Task data:

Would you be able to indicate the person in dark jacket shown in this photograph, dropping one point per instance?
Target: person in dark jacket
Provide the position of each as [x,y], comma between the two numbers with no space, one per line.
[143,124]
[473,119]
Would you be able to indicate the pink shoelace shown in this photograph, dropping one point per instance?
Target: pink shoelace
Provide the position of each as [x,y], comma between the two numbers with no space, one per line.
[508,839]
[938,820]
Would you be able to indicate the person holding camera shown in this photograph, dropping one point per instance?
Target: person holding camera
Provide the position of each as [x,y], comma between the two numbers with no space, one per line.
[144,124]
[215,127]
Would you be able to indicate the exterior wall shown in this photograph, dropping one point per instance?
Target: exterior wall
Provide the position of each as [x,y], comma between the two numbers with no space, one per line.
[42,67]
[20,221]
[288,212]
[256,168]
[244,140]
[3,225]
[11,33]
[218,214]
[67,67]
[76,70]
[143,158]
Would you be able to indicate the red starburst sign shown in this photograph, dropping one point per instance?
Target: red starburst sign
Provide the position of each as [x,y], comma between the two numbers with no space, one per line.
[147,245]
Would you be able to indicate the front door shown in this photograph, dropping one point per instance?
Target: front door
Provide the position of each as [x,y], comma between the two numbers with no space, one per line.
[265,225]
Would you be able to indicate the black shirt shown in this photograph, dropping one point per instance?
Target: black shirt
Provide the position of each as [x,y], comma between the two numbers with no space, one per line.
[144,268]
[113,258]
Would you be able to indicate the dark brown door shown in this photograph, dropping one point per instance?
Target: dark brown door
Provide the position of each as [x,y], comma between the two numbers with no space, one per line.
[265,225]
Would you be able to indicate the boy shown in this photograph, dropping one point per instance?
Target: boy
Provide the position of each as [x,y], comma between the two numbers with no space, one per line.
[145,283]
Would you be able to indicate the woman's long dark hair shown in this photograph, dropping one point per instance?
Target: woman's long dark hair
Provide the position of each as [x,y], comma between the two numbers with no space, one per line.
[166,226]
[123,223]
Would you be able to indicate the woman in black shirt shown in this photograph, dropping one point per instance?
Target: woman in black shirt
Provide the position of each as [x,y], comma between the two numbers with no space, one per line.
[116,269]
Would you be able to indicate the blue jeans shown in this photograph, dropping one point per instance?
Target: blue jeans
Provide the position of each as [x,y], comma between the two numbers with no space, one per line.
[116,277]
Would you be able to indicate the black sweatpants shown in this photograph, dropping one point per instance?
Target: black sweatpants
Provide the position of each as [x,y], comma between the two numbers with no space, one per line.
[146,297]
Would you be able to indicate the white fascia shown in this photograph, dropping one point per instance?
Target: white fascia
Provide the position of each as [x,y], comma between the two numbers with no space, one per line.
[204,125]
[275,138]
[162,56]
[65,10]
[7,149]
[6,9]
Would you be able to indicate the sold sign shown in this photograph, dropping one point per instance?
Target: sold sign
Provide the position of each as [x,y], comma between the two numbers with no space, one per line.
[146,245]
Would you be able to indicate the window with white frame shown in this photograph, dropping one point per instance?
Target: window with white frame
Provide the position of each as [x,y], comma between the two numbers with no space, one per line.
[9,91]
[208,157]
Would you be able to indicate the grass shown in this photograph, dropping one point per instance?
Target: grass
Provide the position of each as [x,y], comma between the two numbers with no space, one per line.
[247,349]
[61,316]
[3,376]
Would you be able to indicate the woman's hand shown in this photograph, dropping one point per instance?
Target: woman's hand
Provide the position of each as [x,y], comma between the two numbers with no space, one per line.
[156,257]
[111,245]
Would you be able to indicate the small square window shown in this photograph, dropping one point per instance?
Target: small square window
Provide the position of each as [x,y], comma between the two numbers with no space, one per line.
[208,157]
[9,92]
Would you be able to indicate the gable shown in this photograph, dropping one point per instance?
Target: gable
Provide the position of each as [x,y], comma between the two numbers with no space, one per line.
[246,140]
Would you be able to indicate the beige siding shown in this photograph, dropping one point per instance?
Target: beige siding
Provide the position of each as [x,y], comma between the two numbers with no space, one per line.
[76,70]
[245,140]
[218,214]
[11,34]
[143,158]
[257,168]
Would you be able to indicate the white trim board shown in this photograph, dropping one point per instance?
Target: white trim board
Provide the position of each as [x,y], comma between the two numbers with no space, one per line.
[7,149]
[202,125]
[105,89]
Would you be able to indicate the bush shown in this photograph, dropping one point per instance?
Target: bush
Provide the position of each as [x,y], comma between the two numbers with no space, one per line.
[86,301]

Instructions to follow: Please transcribe all of the records above, reproducing every line without change.

Output:
Would you be able to indicate the person in dark jacket shown in this photograph, dropping one point per instance?
Target: person in dark jacket
Provide the position of each as [x,y], comma between the two numbers with no space, one per line.
[143,124]
[473,119]
Would you be able to indicate the pink shoelace shown in this photograph, dropping one point per instance?
Target: pink shoelace
Provide the position of each as [x,y], comma between the two numbers with no space, one per line.
[508,839]
[938,820]
Would you be able to indicate the person holding camera shown in this photograph, dropping one point per instance?
Target: person holding camera
Provide the position of each as [x,y], comma between the two numbers with no space, one per line.
[144,124]
[215,127]
Would you be able to indicate the exterior wall shown in this photograph, dropping one point per instance?
Target: exterior wall
Provide the position of each as [x,y], comma between the two numbers with no space, one per line.
[42,67]
[20,221]
[288,212]
[256,168]
[244,140]
[3,225]
[11,33]
[218,214]
[67,67]
[76,70]
[143,158]
Would you be able to indicate the red starburst sign shown in this photograph, dropping one point per instance?
Target: red starburst sign
Provide the position of each as [x,y], comma between the two numbers with no space, one per line.
[147,245]
Would you be able to indicate the front door shown in this photograph, dropping one point per instance?
Target: front door
Provide the position of each as [x,y], comma between the two numbers with no space, one per line.
[265,225]
Would you be able to indicate the black shirt shown in this photograph, dropping one point per instance?
Target: black shirt
Provide the position of each as [x,y], comma between the two numbers with no space, one per line.
[144,268]
[113,258]
Would you be able to indicate the dark brown door shown in this photograph, dropping one point per instance?
Target: dark brown door
Provide the position of each as [x,y], comma between the two numbers with no space, one per line.
[265,225]
Would you be able to indicate the boy shown in this photograph, dropping one point per instance?
Target: boy
Provide the position of each as [x,y], comma between the two numbers with no space, one per line.
[145,283]
Would you be able to indicate the woman's long dark hair shown in this photograph, dropping one point per instance?
Target: woman's long dark hair
Provide the position of each as [x,y], comma between the two numbers with no space, one per line.
[166,226]
[123,223]
Would you be able to indicate the woman in black shirt shown in this photograph, dropping one point per instance?
Target: woman in black shirt
Provide the position of each as [x,y], comma between the two numbers with no space, one per line.
[116,269]
Would you be able to indicate the blue jeans shown in this photograph, dropping one point per instance?
Target: blue jeans
Provide the position of each as [x,y], comma between the two numbers with no space, one per line.
[116,277]
Would you be able to indicate the black sweatpants shown in this photograph, dropping one point per instance?
Target: black sweatpants
Provide the position of each as [x,y], comma between the two numbers with no space, one per line.
[146,297]
Would you be able to indicate the white fascia shown in this photograph, dropping one point per instance?
Target: white fascia
Provide the position of each as [x,y], comma between the two numbers with no space, one per line.
[204,125]
[275,138]
[162,56]
[65,10]
[7,149]
[6,9]
Would you be able to indicate the sold sign shown in this photograph, dropping one point per instance?
Target: sold sign
Provide the position of each as [x,y], comma between the two numbers with no space, one per line.
[146,245]
Would you be able to indicate the window with white frame shown in this photograph, dropping one point per instance?
Target: window with white frame
Provide the position of each as [x,y], comma between the two numbers with no space, one per line.
[9,91]
[208,157]
Would you be able to indicate the grass shown in this photograph, dropping one point per instance?
Target: grass
Provide the position of each as [x,y], comma between the two numbers with no space, one per line.
[247,349]
[61,316]
[3,376]
Would you be able to indicate the woman's hand shown in this photograph, dropping one point per instance?
Target: woman's hand
Provide the position of each as [x,y], comma between the two numbers with no space, one per line.
[156,257]
[111,245]
Would you be able to indicate the small square window shown in this photograph, dropping one point per instance?
Target: small square window
Provide the position of each as [x,y], comma between the two numbers with no space, one per line.
[208,157]
[9,92]
Would you be able to indicate the gable shown in this photograph, dropping one point per instance?
Target: gable
Provide the position of each as [x,y], comma between the two numbers with no space, one per line.
[246,140]
Would you be able to indicate the beige siding shown in this photograph, dropping one point per instance?
Target: beige siding
Provide the position of each as [x,y], comma between the two numbers with no space, one per line.
[76,70]
[245,140]
[218,214]
[11,34]
[143,158]
[257,168]
Would you be able to indicate the white trim board shown in this photograph, dropping one point per instance?
Target: white trim board
Provide the position of each as [x,y], comma between the two numbers with no space, one per line.
[7,149]
[202,125]
[105,89]
Would you be able to indicate the bush shown in this photograph, dropping one point per instance?
Target: bush
Provide the position of each as [x,y], comma between the two numbers with no space, one per line.
[86,301]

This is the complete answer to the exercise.